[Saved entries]
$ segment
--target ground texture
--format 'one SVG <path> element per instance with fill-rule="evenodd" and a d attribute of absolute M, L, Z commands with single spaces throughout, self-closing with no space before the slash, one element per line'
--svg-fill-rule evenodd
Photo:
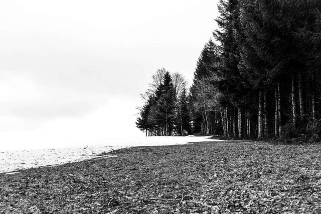
<path fill-rule="evenodd" d="M 0 174 L 0 213 L 321 213 L 321 145 L 121 149 Z"/>

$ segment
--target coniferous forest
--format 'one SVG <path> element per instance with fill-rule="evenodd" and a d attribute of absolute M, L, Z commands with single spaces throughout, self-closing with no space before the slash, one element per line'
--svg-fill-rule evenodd
<path fill-rule="evenodd" d="M 220 0 L 218 9 L 189 92 L 179 74 L 158 70 L 137 127 L 149 136 L 317 140 L 321 2 Z"/>

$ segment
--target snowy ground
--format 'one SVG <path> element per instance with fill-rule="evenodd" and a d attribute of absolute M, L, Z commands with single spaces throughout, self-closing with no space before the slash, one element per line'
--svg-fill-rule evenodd
<path fill-rule="evenodd" d="M 20 169 L 90 159 L 95 155 L 111 150 L 133 146 L 184 144 L 189 142 L 214 141 L 209 137 L 148 137 L 110 139 L 99 145 L 81 147 L 32 150 L 0 150 L 0 173 Z M 112 155 L 104 157 L 112 157 Z"/>

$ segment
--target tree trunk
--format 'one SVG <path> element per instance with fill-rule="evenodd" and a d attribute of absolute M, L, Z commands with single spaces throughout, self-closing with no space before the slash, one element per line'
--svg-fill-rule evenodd
<path fill-rule="evenodd" d="M 233 134 L 234 137 L 236 137 L 236 121 L 237 114 L 235 113 L 235 111 L 233 112 Z"/>
<path fill-rule="evenodd" d="M 266 108 L 267 107 L 267 93 L 266 89 L 264 89 L 264 104 L 263 110 L 263 116 L 264 116 L 264 136 L 265 137 L 267 137 L 268 132 L 268 127 L 267 126 L 267 111 Z"/>
<path fill-rule="evenodd" d="M 225 107 L 225 118 L 226 119 L 226 134 L 228 137 L 230 136 L 230 130 L 229 130 L 229 119 L 228 119 L 228 114 L 227 112 L 227 107 Z"/>
<path fill-rule="evenodd" d="M 225 130 L 225 118 L 224 117 L 224 112 L 221 108 L 221 117 L 222 117 L 222 126 L 223 126 L 223 131 L 224 134 L 224 136 L 226 136 L 226 130 Z"/>
<path fill-rule="evenodd" d="M 278 108 L 277 108 L 277 110 L 278 110 L 278 115 L 279 116 L 279 120 L 278 120 L 278 122 L 279 122 L 279 136 L 280 137 L 282 137 L 282 111 L 281 111 L 281 92 L 280 92 L 281 90 L 280 89 L 280 81 L 279 80 L 278 84 L 277 84 L 277 97 L 278 98 Z"/>
<path fill-rule="evenodd" d="M 316 119 L 315 116 L 315 90 L 316 89 L 316 75 L 315 72 L 313 73 L 312 80 L 312 118 L 313 120 Z"/>
<path fill-rule="evenodd" d="M 264 137 L 263 126 L 263 97 L 262 94 L 262 90 L 259 92 L 259 118 L 258 118 L 258 133 L 257 138 L 260 139 Z"/>
<path fill-rule="evenodd" d="M 304 123 L 305 121 L 305 111 L 304 109 L 304 94 L 303 92 L 303 81 L 302 79 L 302 74 L 298 74 L 298 83 L 299 83 L 299 102 L 300 104 L 300 120 L 301 122 Z"/>
<path fill-rule="evenodd" d="M 214 122 L 213 124 L 213 133 L 216 135 L 216 120 L 217 120 L 217 111 L 215 111 L 215 113 L 214 113 Z"/>
<path fill-rule="evenodd" d="M 242 110 L 241 110 L 241 108 L 238 108 L 238 113 L 239 137 L 242 138 L 243 135 L 242 134 Z"/>
<path fill-rule="evenodd" d="M 251 137 L 251 114 L 250 109 L 247 109 L 247 136 Z"/>
<path fill-rule="evenodd" d="M 275 88 L 275 117 L 274 118 L 274 135 L 278 137 L 279 133 L 279 97 L 277 89 Z"/>
<path fill-rule="evenodd" d="M 292 74 L 292 116 L 293 117 L 293 124 L 297 128 L 297 115 L 296 114 L 296 99 L 295 97 L 295 77 Z"/>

(Task to carry out) Rewrite all the items above, renaming "coniferous forest" to "pine forest" and keeping everything else the same. Leave the pictures out of your answer.

(Exercise output)
$ segment
--target ground texture
--format 'one SVG <path> element per instance with fill-rule="evenodd" and a d attribute of absolute M, L, Z commands with single spaces throughout, self-closing with no space before the slash, one element per line'
--svg-fill-rule evenodd
Photo:
<path fill-rule="evenodd" d="M 0 174 L 0 213 L 321 213 L 321 145 L 121 149 Z"/>

$ segment
--target pine forest
--format 'one SVG <path> element per instance with fill-rule="evenodd" and a d attribute of absolute M, L, Z commands with single spaces throughout, self-closing with no space before the slash, one element per line'
--svg-fill-rule evenodd
<path fill-rule="evenodd" d="M 220 0 L 218 9 L 189 92 L 179 74 L 158 70 L 137 127 L 149 136 L 317 140 L 321 2 Z"/>

$ segment
--target snowy ground
--format 'one SVG <path> element per instance with fill-rule="evenodd" and a d attribute of absolute M, L, Z commands with single spaces throughout, self-closing with no space before the slash, one element per line'
--svg-fill-rule evenodd
<path fill-rule="evenodd" d="M 20 169 L 90 159 L 95 155 L 111 150 L 133 146 L 184 144 L 189 142 L 214 141 L 209 137 L 148 137 L 110 139 L 99 145 L 81 147 L 32 150 L 0 150 L 0 173 Z M 112 155 L 104 157 L 112 157 Z"/>

$ segment
--target tree trunk
--format 'one SVG <path> element per instance with fill-rule="evenodd" and a d attribute of absolute M, L, Z commands with single spaces throughout, self-closing with no space before the slash, one element per line'
--svg-fill-rule evenodd
<path fill-rule="evenodd" d="M 233 134 L 234 137 L 236 137 L 236 121 L 237 114 L 235 113 L 235 111 L 233 112 Z"/>
<path fill-rule="evenodd" d="M 266 108 L 267 107 L 267 93 L 266 89 L 264 89 L 264 104 L 263 110 L 263 116 L 264 116 L 264 136 L 265 137 L 267 137 L 268 132 L 268 127 L 267 126 L 267 111 Z"/>
<path fill-rule="evenodd" d="M 225 107 L 225 118 L 226 119 L 226 134 L 228 137 L 230 136 L 230 130 L 229 130 L 229 119 L 228 119 L 228 114 L 227 112 L 227 107 Z"/>
<path fill-rule="evenodd" d="M 225 130 L 225 118 L 224 117 L 224 112 L 221 108 L 221 117 L 222 117 L 222 126 L 223 126 L 223 131 L 224 134 L 224 136 L 226 136 L 226 130 Z"/>
<path fill-rule="evenodd" d="M 278 108 L 277 108 L 277 110 L 278 110 L 278 115 L 279 116 L 279 120 L 278 120 L 278 122 L 279 122 L 279 136 L 280 137 L 282 137 L 282 111 L 281 111 L 281 92 L 280 92 L 281 90 L 280 89 L 280 81 L 279 80 L 278 84 L 277 84 L 277 97 L 278 98 Z"/>
<path fill-rule="evenodd" d="M 316 119 L 315 116 L 315 90 L 316 89 L 316 75 L 315 72 L 313 73 L 312 80 L 312 118 L 313 120 Z"/>
<path fill-rule="evenodd" d="M 264 137 L 263 126 L 263 97 L 262 94 L 262 90 L 259 92 L 259 118 L 258 118 L 258 133 L 257 138 L 260 139 Z"/>
<path fill-rule="evenodd" d="M 304 123 L 305 121 L 305 111 L 304 109 L 304 94 L 303 92 L 303 81 L 302 79 L 302 74 L 298 74 L 298 83 L 299 83 L 299 102 L 300 104 L 300 120 L 301 122 Z"/>
<path fill-rule="evenodd" d="M 214 122 L 213 124 L 213 133 L 216 135 L 216 120 L 217 120 L 217 111 L 215 111 L 215 113 L 214 113 Z"/>
<path fill-rule="evenodd" d="M 242 110 L 241 110 L 241 108 L 238 108 L 238 113 L 239 137 L 242 138 L 243 135 L 242 134 Z"/>
<path fill-rule="evenodd" d="M 251 137 L 251 114 L 250 109 L 247 109 L 247 136 Z"/>
<path fill-rule="evenodd" d="M 275 88 L 275 117 L 274 118 L 274 135 L 278 137 L 279 133 L 279 97 L 277 89 Z"/>
<path fill-rule="evenodd" d="M 292 74 L 292 116 L 293 117 L 293 124 L 297 128 L 297 115 L 296 114 L 296 99 L 295 97 L 295 77 Z"/>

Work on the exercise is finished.